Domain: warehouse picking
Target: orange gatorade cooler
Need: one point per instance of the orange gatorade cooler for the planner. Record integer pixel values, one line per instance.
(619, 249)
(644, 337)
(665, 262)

### SET TASK
Arrange every line of the data above as a Markdown table with two columns, Row and Line, numbering the rows in order and omitting any blank lines.

### TASK RESULT
| Row | Line |
|---|---|
| 1 | Domain: warehouse picking |
| 2 | Target: orange gatorade cooler |
| 3 | Need: one point per instance of the orange gatorade cooler for the planner. Record integer pixel values, one line per instance. |
| 4 | (619, 249) |
| 5 | (644, 337) |
| 6 | (665, 262) |